● Required work
Exact reproduction of every record is required, and pictures are to be excluded.

··· Data listing ···

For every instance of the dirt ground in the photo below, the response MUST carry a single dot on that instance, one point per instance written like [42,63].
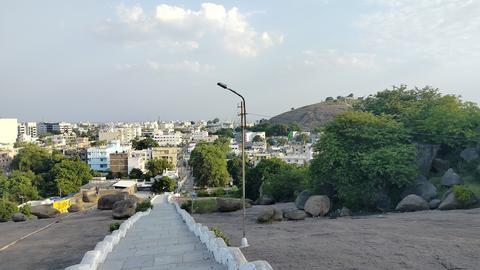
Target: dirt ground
[60,245]
[427,240]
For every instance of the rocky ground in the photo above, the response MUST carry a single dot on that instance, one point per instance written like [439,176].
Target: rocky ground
[60,245]
[428,240]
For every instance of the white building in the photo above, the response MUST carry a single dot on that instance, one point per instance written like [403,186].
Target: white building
[8,131]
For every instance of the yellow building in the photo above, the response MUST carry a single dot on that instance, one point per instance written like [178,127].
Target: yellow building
[168,153]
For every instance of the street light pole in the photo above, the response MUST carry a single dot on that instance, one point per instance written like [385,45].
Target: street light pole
[243,121]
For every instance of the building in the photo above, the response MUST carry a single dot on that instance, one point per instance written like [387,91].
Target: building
[119,163]
[8,131]
[168,153]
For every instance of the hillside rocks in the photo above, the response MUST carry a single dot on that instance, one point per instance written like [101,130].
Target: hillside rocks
[302,199]
[423,188]
[44,211]
[412,203]
[317,205]
[451,178]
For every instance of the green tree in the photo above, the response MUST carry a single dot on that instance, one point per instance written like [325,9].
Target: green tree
[360,154]
[209,165]
[164,184]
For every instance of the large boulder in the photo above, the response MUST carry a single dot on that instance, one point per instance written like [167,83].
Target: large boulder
[317,205]
[89,196]
[451,178]
[19,217]
[412,203]
[266,215]
[423,188]
[44,211]
[302,199]
[229,204]
[295,214]
[469,154]
[425,155]
[106,201]
[124,209]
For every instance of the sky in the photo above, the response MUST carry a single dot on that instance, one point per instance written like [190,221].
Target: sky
[160,60]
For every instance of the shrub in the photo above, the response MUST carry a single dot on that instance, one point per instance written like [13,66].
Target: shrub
[144,206]
[7,209]
[463,195]
[220,234]
[113,226]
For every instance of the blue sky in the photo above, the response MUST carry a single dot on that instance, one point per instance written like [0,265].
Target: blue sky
[145,60]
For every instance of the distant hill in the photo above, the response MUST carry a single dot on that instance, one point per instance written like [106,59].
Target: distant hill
[311,116]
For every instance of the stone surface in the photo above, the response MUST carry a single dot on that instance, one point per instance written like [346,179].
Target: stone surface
[44,211]
[302,199]
[19,217]
[425,155]
[317,205]
[124,209]
[295,214]
[433,204]
[229,204]
[469,154]
[106,202]
[412,203]
[423,188]
[451,178]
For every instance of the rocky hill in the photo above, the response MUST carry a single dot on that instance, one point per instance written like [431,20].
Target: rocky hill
[311,116]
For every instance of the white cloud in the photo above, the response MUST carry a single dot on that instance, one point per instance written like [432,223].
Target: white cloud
[439,30]
[212,25]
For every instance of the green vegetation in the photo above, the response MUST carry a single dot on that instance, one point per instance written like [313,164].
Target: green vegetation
[361,154]
[114,226]
[144,206]
[220,234]
[164,184]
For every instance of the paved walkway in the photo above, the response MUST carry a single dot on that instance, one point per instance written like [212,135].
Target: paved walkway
[160,240]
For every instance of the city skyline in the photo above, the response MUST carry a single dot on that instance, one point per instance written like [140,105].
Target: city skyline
[142,60]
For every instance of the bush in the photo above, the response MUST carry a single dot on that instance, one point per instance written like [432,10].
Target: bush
[113,226]
[26,210]
[144,206]
[7,209]
[463,195]
[220,234]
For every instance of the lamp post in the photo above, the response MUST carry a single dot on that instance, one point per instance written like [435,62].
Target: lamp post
[243,118]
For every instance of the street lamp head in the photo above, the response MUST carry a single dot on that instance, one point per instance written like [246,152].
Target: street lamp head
[224,86]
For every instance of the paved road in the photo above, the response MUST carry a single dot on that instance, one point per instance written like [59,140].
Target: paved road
[160,240]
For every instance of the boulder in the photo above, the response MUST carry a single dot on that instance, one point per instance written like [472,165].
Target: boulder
[440,165]
[451,178]
[425,155]
[229,204]
[412,203]
[295,214]
[74,208]
[302,199]
[317,205]
[266,215]
[89,196]
[106,201]
[469,154]
[433,204]
[345,212]
[44,211]
[265,200]
[19,217]
[124,209]
[422,187]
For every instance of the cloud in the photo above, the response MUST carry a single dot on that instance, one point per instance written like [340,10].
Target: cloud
[438,30]
[174,26]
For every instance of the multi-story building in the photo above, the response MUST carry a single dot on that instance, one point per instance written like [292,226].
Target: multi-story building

···

● Solution to this problem
For every instance of the dirt ground in the photo below, the response MUST carry a single dot on that instance, one point per instance written like [42,63].
Target: dirt ground
[60,245]
[427,240]
For every instance of the rocky ground in the photo above, the response MUST carry a single dot on that instance, one point per instance written like [439,176].
Target: rocky ground
[60,245]
[428,240]
For every instance of the white building in the photo above, the response MUST carry a single dot on that instance, one point per instance written like [403,186].
Target: white building
[8,131]
For every instance of the yellow building in the photo above, the response MUST carry a single dot on that instance, one point per instance written like [178,127].
Target: yellow building
[168,153]
For every instance of the street light pole in the photo above, the response MUST carry a single dot on that instance, one point per instance written like [385,45].
Target: street light pole
[243,121]
For every instance of the building in the photo above, the response MUST carry a single dot on that instance, one point per instance written like [387,91].
Target: building
[119,163]
[8,131]
[168,153]
For every instance of the hillside rocks in the photo above, the response MUST carry a single dot on that instance, one point per instance written like [101,130].
Target: hillside rocks
[302,199]
[423,188]
[44,211]
[412,203]
[317,205]
[451,178]
For every instance of the green tree in the photo above, the response MUST carry a single dot on that instance, one point per instance written like [325,9].
Target: green tree
[360,154]
[209,165]
[164,184]
For every instance of the large boulder in the photo above, the response MUST carry a single dot on that instance, one point per instance written like [167,83].
Target: large boulder
[317,205]
[89,196]
[451,178]
[19,217]
[412,203]
[266,215]
[423,188]
[44,211]
[302,199]
[229,204]
[295,214]
[469,154]
[425,155]
[106,201]
[124,209]
For every instance of the sky in the photo above, the response MUST carry a single dot on that instance, one point per instance written like [190,221].
Target: sky
[160,60]
For every instance of the shrub in the photo above, the response MUST carry a single dot on that instance, one point per instance written like [13,66].
Target: shrub
[144,206]
[7,209]
[463,195]
[220,234]
[113,226]
For every instance of the blue sky in the photo above, the response MUST carry a single dot on that instance, one point per instance written like [0,265].
Target: blue sky
[145,60]
For every instance of the distant hill in the photo above, the response MUST carry a single dot on that instance, one point per instance written like [106,59].
Target: distant hill
[311,116]
For every instance of the stone surface in the photo above, the response MUST carry a single dot on that instance, one point per instance written like [346,179].
Target: stone surface
[44,211]
[302,199]
[19,217]
[425,155]
[317,205]
[124,209]
[295,214]
[433,204]
[229,204]
[469,154]
[106,202]
[412,203]
[423,188]
[451,178]
For every instance of the rocky hill in the photo above, the response MUST carry a single dot on that instance, one point per instance written like [431,20].
Target: rocky hill
[311,116]
For every instance of the white cloud in the photo above, the response MUST carry a single dot on that instance, one point per instance written like [432,223].
Target: white cloud
[439,30]
[212,25]
For every instance of the green vegetation in the photo above, the response MUST carry a single dot on that instance, one point per instance written like [313,164].
Target: green vegetation
[361,154]
[114,226]
[144,206]
[220,234]
[164,184]
For every instance of the paved walkway in the photo above, the response MUST carry a single dot on that instance, one point per instance written like [212,135].
Target: paved walkway
[160,240]
For every instance of the city skyline in the photo above, the response MUST carry a single dot on that instance, one point per instance written like [140,105].
Target: city skyline
[142,60]
For every instance of the bush in the photo above, the response MUST carry a single dot on that instance, one point per instance written like [432,10].
Target: bush
[113,226]
[26,210]
[144,206]
[7,209]
[463,195]
[220,234]
For every instance of the lamp post in the photo above, the response MUST carry a single dot on that instance, one point per instance written like [435,62].
Target: lamp post
[243,118]
For every instance of the street lamp head in the photo above, the response MUST carry a single dot on that instance, one point per instance written like [246,152].
Target: street lamp head
[224,86]
For every instance of the paved road in the photo above, the response MUST carry a single dot on that instance, one point per instance written like [59,140].
Target: paved road
[160,240]
For every instance of the boulder in the photo above, the response MUST carry a single dot on that instance, one point per instance written like [472,165].
Target: boulder
[440,165]
[451,178]
[425,155]
[229,204]
[412,203]
[295,214]
[74,208]
[302,199]
[317,205]
[266,215]
[89,196]
[106,201]
[469,154]
[433,204]
[345,212]
[44,211]
[265,200]
[19,217]
[124,209]
[422,187]
For every instance of the cloud in the photo above, the response MUST carry a single dot on that instance, one point per instance written like [340,10].
Target: cloud
[438,30]
[174,26]
For every instance of the multi-story building in the photo above, the response MUST carry a single dot on that instance, one point per instance written like [292,226].
Target: multi-story building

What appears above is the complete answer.